Write the next portion of the court opinion on the Goodman & Mabel partners' real estate profits, beginning right after its final sentence.

++++ PASSAGE TO READ

This case was referred to Trial Commissioner Marion T. Bennett with directions to make findings of fact and recommendation for conclusions of law. The commissioner has done so in a report filed on February 2, 1965 and an opinion filed on February 15, 1967. Exceptions to the commissioner’s findings and recommended conclusion of law were filed by the plaintiffs, and the case has been submitted to the court on oral argument of counsel and the *664briefs of tbe parties. Since the court is in agreement with the findings, opinion, and the recommended conclusion of law of the commissioner, with modifications, it hereby adopts the same, as modified, as the basis for its judgment in this case, as hereinafter set forth. Plaintiffs are, therefore, not entitled to recover and the petition is dismissed.
Chief Commissioner Bennett’s opinion,* as modified by the court, is as follows:
After oral argument on the findings of fact of the trial commissioner and the submission of supplemental briefs, the court, on May 16,1966, acceded to plaintiffs’ request that this case be remanded for reconsideration in light of the decision of the Supreme Court in Malat v. Riddell, 383 U.S. 569 (1966), which was announced after the commissioner’s findings were filed. The order of remand authorized the commissioner “to the extent appropriate, to make new or additional findings in the light of that decision, with leave to the trial commissioner, if he deems it necessary or desirable, to allow the parties to present further evidence.”
On December 1, 1966, the court entered a further order directing the commissioner to submit recommendations for conclusions of law. Thereafter, the commissioner directed the parties, within a time stated, to make such submissions as they wished him to consider before he complied with the orders of the court. Plaintiffs, on January 3,1967, filed a motion for leave to present further evidence. Plaintiffs subsequently requested and were granted oral argument on the motion. After hearing counsel and considering the motion and defendant’s objections thereto, it was concluded that plaintiffs had failed to show that the extensive record already made did! not contain an adequate presentation of their case.1 It was also concluded that plaintiffs had no newly discovered evidence or evidence that could not have been presented at the trial already held, and the motion was denied by order entered January 31, 1967. This order also precluded the parties *665from making any further submissions to the commissioner on the grounds that all that could usefully be said had already been said, and undue delay would otherwise result. The considerations advanced by plaintiffs in their motion and oral argument and in their briefs and exceptions to the court will be considered hereafter.
The facts and the law clearly demonstrate, as indicated in the ultimate finding heretofore made, that plaintiffs held real estate principally for sale in the ordinary course of business and are not entitled to capital gains treatment of their profits, which thus bars them from recovery in this suit.
There is little disagreement about the basic facts, many of which are stipulated. From 1929 through the relevant years of 1953, 1954, and 1955, David and Herbert Goodman and Harry Mabel were law partners practicing in New York City under the firm name of Goodman & Mabel. They specialized in real estate law. Such practice led to opportunities to buy and sell realty and to place mortgages on real estate for their own interests, as well as for clients and associates. They were not licensed real estate brokers nor did they hold themselves out as such.

++++++++
++++ RECORD SET

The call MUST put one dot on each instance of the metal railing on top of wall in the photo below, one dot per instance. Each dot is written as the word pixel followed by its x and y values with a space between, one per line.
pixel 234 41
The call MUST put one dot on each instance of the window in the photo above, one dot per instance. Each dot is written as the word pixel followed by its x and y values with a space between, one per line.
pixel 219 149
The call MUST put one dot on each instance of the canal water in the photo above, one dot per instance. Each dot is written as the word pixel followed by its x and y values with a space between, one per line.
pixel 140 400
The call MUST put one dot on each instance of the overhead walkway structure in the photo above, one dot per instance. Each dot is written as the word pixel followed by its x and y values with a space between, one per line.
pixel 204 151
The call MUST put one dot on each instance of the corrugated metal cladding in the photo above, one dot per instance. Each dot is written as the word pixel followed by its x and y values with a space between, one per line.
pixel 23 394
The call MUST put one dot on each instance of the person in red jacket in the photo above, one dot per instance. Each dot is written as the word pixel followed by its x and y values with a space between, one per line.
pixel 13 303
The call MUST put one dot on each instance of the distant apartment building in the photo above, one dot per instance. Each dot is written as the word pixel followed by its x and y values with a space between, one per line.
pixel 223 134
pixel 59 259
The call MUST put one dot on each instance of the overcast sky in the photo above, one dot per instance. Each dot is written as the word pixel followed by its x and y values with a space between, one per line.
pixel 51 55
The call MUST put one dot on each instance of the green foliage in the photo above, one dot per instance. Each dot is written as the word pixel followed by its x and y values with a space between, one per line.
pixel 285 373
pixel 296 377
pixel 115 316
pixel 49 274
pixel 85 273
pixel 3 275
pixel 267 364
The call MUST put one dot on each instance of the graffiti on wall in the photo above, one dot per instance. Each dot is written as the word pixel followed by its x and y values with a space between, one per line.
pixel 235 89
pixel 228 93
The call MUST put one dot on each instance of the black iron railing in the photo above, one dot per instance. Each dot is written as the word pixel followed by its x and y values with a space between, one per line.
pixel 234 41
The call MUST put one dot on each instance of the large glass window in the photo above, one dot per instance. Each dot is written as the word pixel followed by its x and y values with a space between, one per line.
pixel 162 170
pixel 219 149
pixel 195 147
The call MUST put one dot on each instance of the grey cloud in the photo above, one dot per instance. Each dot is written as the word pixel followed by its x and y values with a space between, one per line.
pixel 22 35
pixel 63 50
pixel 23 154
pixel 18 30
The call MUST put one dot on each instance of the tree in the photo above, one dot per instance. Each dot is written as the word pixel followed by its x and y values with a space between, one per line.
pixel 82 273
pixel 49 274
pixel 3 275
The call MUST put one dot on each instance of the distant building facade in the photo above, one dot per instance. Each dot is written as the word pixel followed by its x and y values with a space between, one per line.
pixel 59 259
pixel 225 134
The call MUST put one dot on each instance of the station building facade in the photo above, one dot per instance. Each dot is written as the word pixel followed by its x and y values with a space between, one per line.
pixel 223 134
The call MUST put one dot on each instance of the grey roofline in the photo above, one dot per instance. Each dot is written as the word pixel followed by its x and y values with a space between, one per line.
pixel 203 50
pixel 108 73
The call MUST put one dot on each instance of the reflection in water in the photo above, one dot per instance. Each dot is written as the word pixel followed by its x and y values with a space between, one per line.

++++++++

● REPLY TO THE EXERCISE:
Plaintiffs always participated in real estate ventures together. They typically participated as part of a group or syndicate. The sponsor of the venture was usually a client. Sometimes these clients and sponsors were real estate brokers. On occasion, plaintiffs acted as agent for a venture and collected rents and made disbursements for expenses. They kept a separate “real estate” bank account for these activities.
Plaintiffs’ real estate holdings were extensive, their value considerable, and the turnover constant. The cash flow, representing income generated by properties and return of capital, shows that in the year 1953 cash receipts were $220,-730.61; in 1954 they were $191,183.35; and in 1955, $245,-897.25. During the years 1950-58, plaintiffs owned stock in 4 to 11 realty corporations and held from 35 to 57 different interests in realty partnerships and from 6 to 21 realty mortgages. Their ownership interest normally ranged between 15 and 25 percent. The adjusted cost basis of plaintiffs’ total ownership of real property interests between 1950 and 1958 *666exceeded $397,000, and the fair market value of their interests was much more. During the period 1950-58, plaintiffs averaged 36 transactions annually, comprising purchases and sales of interests in realty, realty corporations or realty mortgages.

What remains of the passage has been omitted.